▸ Activity: From the line containing "Q: For every instance of the overhead" through the last line of the records, print every line exactly and nothing more.
START Records provided
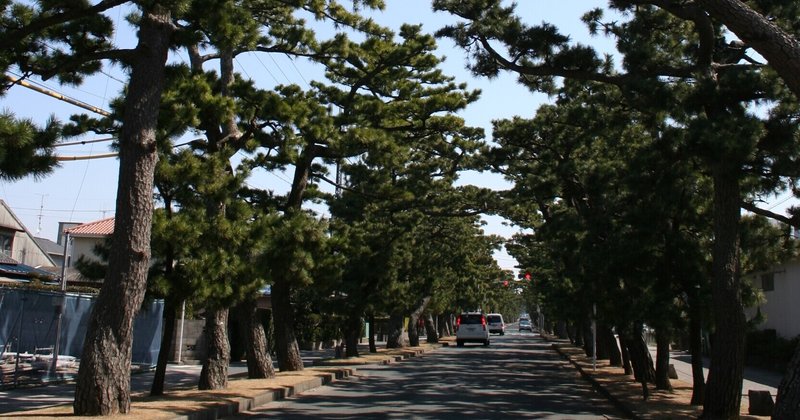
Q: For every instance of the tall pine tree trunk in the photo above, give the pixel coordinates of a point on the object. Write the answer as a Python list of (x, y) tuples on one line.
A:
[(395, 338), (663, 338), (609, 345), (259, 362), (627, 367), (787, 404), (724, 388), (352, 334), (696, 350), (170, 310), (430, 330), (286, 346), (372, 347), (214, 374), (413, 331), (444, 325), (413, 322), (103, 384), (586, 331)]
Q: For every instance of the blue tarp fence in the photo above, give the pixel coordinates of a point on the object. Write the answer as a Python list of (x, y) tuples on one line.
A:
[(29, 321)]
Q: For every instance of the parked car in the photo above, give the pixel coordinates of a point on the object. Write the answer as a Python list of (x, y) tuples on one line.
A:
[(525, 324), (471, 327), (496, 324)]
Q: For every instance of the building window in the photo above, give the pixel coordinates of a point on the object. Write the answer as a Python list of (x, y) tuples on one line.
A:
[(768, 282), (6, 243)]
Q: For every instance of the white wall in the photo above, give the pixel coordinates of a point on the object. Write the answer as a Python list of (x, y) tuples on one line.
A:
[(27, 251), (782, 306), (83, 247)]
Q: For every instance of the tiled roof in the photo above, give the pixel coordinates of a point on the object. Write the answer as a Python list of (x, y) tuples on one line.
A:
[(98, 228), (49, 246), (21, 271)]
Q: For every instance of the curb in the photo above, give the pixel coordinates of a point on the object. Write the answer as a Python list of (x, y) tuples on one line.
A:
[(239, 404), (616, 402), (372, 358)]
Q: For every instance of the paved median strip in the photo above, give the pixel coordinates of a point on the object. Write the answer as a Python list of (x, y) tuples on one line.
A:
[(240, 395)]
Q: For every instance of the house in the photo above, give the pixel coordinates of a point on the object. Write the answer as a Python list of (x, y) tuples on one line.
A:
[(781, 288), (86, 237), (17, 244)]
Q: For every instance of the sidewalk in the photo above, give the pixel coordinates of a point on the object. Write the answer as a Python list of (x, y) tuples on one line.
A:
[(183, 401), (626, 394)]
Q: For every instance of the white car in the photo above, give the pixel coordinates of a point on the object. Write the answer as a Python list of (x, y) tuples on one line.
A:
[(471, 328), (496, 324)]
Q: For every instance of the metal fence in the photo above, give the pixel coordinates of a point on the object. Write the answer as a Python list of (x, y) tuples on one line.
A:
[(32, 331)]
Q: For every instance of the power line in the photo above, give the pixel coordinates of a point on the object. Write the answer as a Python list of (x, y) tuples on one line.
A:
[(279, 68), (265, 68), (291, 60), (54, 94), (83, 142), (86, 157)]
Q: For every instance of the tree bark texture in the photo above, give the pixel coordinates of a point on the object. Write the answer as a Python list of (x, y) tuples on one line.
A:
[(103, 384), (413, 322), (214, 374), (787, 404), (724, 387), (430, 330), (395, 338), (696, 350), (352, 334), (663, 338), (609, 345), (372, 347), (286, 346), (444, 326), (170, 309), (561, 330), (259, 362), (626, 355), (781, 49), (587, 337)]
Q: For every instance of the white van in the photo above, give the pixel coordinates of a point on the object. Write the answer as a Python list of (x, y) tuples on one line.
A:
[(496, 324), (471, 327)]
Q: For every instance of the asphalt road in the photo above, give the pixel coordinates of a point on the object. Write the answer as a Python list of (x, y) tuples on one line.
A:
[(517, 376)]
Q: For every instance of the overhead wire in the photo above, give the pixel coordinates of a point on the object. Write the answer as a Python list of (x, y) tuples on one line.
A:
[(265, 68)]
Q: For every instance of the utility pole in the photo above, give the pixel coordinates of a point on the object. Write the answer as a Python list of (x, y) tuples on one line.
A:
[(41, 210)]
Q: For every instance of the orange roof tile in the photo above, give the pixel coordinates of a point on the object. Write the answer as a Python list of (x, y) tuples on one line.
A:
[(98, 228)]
END Records provided
▸ Output of the exercise:
Q: For every instance of the overhead wire in the photo above, give the pixel coordinates of a point on the object. Write the answer as a Python list of (x, y) tuples on one line.
A:
[(265, 68)]
Q: For every instance of the utility pole in the photo above, give the pixel coordinates of a point on the object. Write the answer as a Python list of (x, y) tuples on one line.
A:
[(41, 210)]
Q: For every instance of the orange roof tile in the photo above, give the pixel coordinates of a point on the object. Write the answer as a Python list of (x, y) tuples on one line.
A:
[(98, 228)]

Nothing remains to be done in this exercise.